→ **Activity 1**:
Answer these questions from the text on trauma patients in arrest.
(a) For penetrating trauma, about how long at most should the patient have been in full arrest with CPR?
(b) For blunt trauma, what is the least sign of life the patient must have had, and where?
(c) Which three steps in the bay are said to make everyone feel they've tried?
→ **Activity 2**:
For each statement, say yes or no according to the text on trauma patients in arrest, and quote the words that settle it.
(a) For blunt trauma, having vital signs at the scene is enough, even if none remain by the ED.
(b) The writer admits to doing resuscitative thoracotomies on patients with no chance of survival.
(c) Chest tubes and Epi can bring back a trauma patient who has bled out.
→ **Activity 3**: Carry on the text on trauma patients in arrest from its last sentence.

→ **Text section**:
_ _ _ _ _ _ _
The right thing to do with trauma patients that come in arrest, or near arrest can be difficult to figure out. The generally accepted, evidence based rule for this is that for victims of penetrating trauma, they must have had vital signs when EMS arrived (found dead, stays dead), and should not have been in full arrest for more than ~10 minutes (with CPR). For blunt, the patient must have had vital signs of some sort (a pulse at least) in the ED, or within a minute or two of the ED. Even with loss of vital signs at the entrance to the ED, the recovery to discharge rate is abysmally low.

But, EMS often breaks their backs with these patients, doing rapid extrication, ALS, CPR, and priority red transport, and it always feels wrong to just pronounce them on arrival when we stop CPR and find no pulse and fixed dilated pupils. I hate to admit it, but I have done resuscitative thoracotomies in these patients, when I know very well there is no chance of survival. Often, making sure the airway is in, putting in bilateral chest tubes, and a shot of Epi is enough to make everyone feel we’ve tried in the bay, but it’s really just going through the motions, since none of that will resuscitate a trauma patient that has bled out.
_ _ _ _ _ _ _
→ **Given data**:
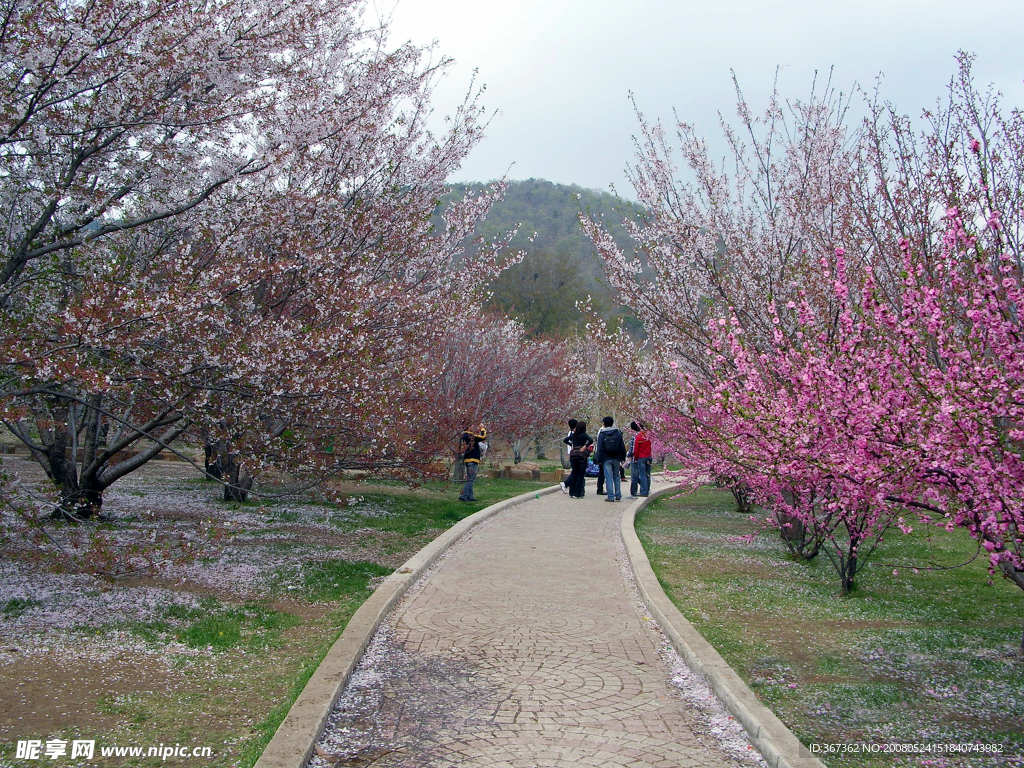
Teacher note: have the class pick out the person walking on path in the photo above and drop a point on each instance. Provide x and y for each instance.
(640, 454)
(610, 453)
(471, 458)
(600, 469)
(567, 482)
(579, 442)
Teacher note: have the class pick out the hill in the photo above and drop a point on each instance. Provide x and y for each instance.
(560, 267)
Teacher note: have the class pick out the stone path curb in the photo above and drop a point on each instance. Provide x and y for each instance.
(293, 742)
(768, 734)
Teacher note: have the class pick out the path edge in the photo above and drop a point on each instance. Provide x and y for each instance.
(777, 744)
(293, 742)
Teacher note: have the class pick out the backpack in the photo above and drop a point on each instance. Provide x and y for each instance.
(641, 446)
(612, 445)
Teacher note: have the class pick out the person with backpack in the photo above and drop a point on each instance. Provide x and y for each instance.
(567, 482)
(640, 454)
(579, 442)
(471, 456)
(609, 455)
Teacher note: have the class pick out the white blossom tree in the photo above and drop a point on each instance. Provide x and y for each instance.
(216, 221)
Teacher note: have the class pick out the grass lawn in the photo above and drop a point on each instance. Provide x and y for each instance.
(210, 651)
(909, 656)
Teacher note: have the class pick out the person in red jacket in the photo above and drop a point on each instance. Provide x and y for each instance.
(639, 456)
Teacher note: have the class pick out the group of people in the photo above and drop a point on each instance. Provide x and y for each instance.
(609, 452)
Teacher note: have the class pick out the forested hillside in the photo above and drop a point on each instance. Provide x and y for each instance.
(560, 267)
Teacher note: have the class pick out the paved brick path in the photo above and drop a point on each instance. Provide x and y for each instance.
(524, 648)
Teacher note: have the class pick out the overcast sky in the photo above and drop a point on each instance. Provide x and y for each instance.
(559, 72)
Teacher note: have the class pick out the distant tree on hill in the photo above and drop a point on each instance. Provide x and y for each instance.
(545, 216)
(541, 292)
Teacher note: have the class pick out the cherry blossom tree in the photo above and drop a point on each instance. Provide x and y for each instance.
(217, 224)
(486, 370)
(875, 375)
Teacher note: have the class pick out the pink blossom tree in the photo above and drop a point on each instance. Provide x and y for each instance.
(488, 371)
(875, 373)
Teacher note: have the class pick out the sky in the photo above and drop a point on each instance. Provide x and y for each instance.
(558, 74)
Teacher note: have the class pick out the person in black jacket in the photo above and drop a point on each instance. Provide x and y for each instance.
(471, 455)
(579, 442)
(610, 453)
_ _ _ _ _ _ _
→ **Expected answer 1**:
(a) About 10 minutes.
(b) A pulse, in the ED or within a minute or two of the ED.
(c) Making sure the airway is in, putting in bilateral chest tubes, and giving a shot of Epi.

→ **Expected answer 2**:
(a) No: "the patient must have had vital signs of some sort (a pulse at least) in the ED, or within a minute or two of the ED."
(b) Yes: "I have done resuscitative thoracotomies in these patients, when I know very well there is no chance of survival."
(c) No: "none of that will resuscitate a trauma patient that has bled out."

→ **Expected answer 3**:
I think its important for all trauma surgery, ED, and EMS providers to know the real stats on trauma arrest. I believe the highest discharge from hospital alive rate in penetrating was 7% when arriving in full arrest (some studies are higher, but if you read those carefully, a number of patients were not in arrest, but were just hypotensive), and I have never seen a discharge from hospital rate for blunt arrest over 1%. We have had discharge alive in blunt patients who arrested in the ED, but these patients arrived with vital signs, and lost them in the ED in front of us, making return of circulation and aortic clamping almost immediate. Even with that, the vast number of patients with trauma who have arrested in front of me do not survive.

To make the right decision, you need to know the data.